-- begin Records provided --
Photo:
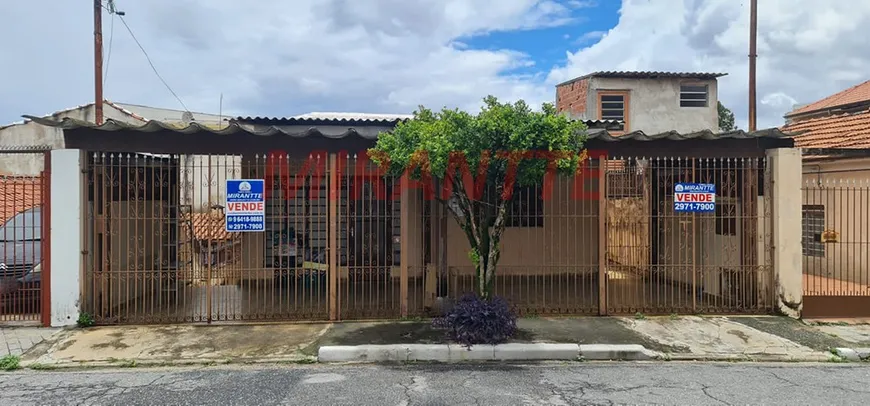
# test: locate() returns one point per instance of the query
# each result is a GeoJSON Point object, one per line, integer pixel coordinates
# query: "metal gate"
{"type": "Point", "coordinates": [661, 261]}
{"type": "Point", "coordinates": [836, 245]}
{"type": "Point", "coordinates": [24, 226]}
{"type": "Point", "coordinates": [158, 251]}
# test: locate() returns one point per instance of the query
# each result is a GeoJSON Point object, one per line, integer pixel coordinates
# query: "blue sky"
-- end Records provided --
- Your instructions: Copy out the whole listing above word for word, but leave out the pictures.

- Response to this exercise:
Photo:
# test: locate() returns one point per instance of the query
# each result is a GeoJSON Point object, one per line, integer pixel coordinates
# query: "metal gate"
{"type": "Point", "coordinates": [661, 261]}
{"type": "Point", "coordinates": [836, 245]}
{"type": "Point", "coordinates": [24, 226]}
{"type": "Point", "coordinates": [158, 251]}
# test: locate() returns one point per instance of the query
# each result is a GeoJSON Point object, one per line, integer pixel coordinates
# query: "blue sky"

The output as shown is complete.